* Task description *
List each line of the entries below that contains the word "door", copying every such line in full. Letter case is significant.

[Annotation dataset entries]

_____

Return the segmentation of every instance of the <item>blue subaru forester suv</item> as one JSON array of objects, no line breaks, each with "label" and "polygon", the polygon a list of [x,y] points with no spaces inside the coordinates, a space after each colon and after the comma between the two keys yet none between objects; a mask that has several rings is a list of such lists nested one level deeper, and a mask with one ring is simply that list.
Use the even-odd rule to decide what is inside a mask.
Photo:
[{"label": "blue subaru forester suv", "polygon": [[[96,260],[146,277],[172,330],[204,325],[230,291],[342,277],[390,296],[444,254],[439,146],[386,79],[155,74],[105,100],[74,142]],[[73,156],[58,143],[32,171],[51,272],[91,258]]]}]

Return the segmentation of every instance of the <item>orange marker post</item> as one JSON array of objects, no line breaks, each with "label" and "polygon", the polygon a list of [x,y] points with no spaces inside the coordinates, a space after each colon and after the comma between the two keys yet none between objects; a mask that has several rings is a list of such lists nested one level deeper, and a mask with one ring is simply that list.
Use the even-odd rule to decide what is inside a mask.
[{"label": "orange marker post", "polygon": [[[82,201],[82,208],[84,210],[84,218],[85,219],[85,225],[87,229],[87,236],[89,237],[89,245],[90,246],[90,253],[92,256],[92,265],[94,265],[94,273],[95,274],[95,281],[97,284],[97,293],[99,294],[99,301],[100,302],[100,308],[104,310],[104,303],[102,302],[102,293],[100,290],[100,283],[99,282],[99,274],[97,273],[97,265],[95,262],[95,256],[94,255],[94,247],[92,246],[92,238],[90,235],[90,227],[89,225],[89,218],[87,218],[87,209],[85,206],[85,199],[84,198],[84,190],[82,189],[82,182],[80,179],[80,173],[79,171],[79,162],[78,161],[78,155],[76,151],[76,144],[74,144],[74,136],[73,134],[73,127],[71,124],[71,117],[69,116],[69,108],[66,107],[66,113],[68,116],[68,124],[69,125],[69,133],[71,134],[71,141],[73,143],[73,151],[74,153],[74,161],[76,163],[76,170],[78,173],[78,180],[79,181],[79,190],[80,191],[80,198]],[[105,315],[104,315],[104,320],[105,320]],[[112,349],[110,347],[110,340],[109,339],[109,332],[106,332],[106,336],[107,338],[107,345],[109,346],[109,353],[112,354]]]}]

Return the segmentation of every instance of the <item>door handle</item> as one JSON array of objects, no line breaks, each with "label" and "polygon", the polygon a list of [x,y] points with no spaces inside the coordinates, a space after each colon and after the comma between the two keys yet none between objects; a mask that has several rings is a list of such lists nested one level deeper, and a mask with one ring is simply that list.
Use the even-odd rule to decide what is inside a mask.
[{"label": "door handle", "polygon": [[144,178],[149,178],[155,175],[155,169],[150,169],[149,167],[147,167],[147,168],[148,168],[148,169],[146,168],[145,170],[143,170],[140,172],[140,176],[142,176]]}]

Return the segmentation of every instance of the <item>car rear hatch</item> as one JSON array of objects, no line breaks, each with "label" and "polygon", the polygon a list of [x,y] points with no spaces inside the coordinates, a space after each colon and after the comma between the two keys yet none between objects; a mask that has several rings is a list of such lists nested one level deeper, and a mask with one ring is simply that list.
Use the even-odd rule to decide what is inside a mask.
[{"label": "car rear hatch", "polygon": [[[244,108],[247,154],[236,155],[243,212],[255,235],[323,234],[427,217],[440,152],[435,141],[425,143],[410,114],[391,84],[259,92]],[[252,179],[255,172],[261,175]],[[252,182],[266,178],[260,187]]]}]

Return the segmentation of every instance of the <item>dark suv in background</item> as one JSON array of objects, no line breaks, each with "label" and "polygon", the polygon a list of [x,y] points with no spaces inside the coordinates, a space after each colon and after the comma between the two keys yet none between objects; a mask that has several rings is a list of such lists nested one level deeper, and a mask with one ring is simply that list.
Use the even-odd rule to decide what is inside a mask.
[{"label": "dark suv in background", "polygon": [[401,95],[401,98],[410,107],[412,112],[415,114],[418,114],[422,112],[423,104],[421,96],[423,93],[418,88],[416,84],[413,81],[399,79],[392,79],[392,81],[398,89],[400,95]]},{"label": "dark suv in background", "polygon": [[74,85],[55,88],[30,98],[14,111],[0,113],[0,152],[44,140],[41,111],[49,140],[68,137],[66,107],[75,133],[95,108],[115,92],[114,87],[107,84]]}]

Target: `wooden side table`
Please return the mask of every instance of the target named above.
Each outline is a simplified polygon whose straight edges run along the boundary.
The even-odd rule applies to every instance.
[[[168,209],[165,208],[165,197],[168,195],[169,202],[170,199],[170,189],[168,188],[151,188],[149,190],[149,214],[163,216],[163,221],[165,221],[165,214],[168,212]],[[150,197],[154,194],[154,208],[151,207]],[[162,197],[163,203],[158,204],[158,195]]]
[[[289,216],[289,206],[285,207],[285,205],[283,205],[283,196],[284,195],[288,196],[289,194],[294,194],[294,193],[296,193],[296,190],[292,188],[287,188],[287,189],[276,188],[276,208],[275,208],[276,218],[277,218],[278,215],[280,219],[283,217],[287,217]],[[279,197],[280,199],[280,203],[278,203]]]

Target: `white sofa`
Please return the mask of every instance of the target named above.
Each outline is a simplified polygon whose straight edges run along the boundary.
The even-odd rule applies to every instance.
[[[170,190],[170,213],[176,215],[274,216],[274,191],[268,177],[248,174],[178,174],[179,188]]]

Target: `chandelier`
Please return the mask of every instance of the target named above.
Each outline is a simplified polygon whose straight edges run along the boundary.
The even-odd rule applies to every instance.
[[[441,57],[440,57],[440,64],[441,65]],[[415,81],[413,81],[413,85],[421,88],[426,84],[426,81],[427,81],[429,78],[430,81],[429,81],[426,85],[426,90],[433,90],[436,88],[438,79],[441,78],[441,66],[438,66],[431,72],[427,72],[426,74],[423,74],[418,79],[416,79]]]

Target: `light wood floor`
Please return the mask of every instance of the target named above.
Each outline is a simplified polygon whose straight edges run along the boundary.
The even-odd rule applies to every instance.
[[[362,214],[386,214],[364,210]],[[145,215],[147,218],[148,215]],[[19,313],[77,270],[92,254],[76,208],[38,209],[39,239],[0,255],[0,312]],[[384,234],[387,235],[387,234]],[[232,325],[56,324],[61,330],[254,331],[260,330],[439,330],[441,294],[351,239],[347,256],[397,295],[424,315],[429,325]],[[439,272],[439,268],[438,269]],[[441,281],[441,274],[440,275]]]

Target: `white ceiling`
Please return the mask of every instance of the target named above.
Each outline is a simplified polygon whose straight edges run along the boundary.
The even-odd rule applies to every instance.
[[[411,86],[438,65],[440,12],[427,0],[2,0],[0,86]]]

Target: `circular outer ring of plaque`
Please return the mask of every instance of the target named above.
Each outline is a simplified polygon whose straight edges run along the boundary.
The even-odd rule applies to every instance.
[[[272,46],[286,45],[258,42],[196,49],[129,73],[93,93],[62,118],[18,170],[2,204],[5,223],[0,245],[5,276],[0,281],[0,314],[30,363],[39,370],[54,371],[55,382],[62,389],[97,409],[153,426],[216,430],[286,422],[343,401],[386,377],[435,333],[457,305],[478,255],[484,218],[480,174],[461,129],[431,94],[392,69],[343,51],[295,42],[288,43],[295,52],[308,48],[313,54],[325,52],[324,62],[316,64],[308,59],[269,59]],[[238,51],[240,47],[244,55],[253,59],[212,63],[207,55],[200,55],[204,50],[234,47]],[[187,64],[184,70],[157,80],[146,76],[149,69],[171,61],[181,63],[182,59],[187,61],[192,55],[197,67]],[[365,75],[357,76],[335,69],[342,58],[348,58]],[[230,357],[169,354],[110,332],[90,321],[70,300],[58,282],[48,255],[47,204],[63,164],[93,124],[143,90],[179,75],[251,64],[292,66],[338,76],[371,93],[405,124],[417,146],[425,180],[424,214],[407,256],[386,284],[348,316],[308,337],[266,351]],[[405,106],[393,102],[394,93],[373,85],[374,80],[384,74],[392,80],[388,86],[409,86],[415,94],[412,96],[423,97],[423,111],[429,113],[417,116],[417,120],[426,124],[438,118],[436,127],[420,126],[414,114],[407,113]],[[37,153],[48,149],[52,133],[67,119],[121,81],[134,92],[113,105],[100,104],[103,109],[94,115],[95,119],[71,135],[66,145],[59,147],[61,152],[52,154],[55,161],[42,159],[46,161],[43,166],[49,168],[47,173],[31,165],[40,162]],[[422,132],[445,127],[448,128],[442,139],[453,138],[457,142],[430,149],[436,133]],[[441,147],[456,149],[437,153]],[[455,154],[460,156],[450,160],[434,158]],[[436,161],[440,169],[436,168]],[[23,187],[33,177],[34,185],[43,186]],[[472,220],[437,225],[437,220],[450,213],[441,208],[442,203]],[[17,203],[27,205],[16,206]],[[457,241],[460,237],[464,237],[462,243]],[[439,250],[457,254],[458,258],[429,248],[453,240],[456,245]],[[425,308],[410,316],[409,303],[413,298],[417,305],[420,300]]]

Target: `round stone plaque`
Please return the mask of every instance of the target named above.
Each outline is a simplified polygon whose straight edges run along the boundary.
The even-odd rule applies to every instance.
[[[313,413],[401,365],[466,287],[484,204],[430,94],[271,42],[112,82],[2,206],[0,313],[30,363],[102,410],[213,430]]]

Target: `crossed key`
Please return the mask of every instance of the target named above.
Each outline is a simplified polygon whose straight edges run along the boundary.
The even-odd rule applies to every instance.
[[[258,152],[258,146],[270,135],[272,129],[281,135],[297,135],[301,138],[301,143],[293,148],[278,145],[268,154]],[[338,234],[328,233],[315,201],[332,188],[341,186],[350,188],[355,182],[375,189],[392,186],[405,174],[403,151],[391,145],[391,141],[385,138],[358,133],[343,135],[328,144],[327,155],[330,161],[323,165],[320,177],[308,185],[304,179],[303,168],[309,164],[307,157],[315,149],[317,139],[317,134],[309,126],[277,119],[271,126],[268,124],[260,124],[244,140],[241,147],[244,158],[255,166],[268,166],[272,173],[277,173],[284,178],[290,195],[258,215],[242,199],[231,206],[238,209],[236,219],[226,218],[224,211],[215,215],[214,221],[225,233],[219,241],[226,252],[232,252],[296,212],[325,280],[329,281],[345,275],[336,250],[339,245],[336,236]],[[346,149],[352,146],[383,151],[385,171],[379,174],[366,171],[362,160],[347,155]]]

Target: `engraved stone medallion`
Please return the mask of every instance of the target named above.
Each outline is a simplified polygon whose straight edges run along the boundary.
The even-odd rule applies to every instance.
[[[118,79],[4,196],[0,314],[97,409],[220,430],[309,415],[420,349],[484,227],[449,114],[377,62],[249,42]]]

_____

* Result *
Return the segmentation of every instance of the <item>door handle</item> as one JSON array of objects, no line breaks, each with "label" and "polygon", the polygon a list of [x,y] points with no spaces inside the coordinates, a space after each colon and after the comma between the two keys yet none between objects; a mask that has several rings is a list of such lists nested one level deeper, and a mask with one ring is simply that list.
[{"label": "door handle", "polygon": [[144,178],[149,178],[155,175],[155,169],[150,169],[149,167],[147,167],[147,168],[148,168],[148,169],[146,168],[145,170],[143,170],[140,172],[140,176],[142,176]]}]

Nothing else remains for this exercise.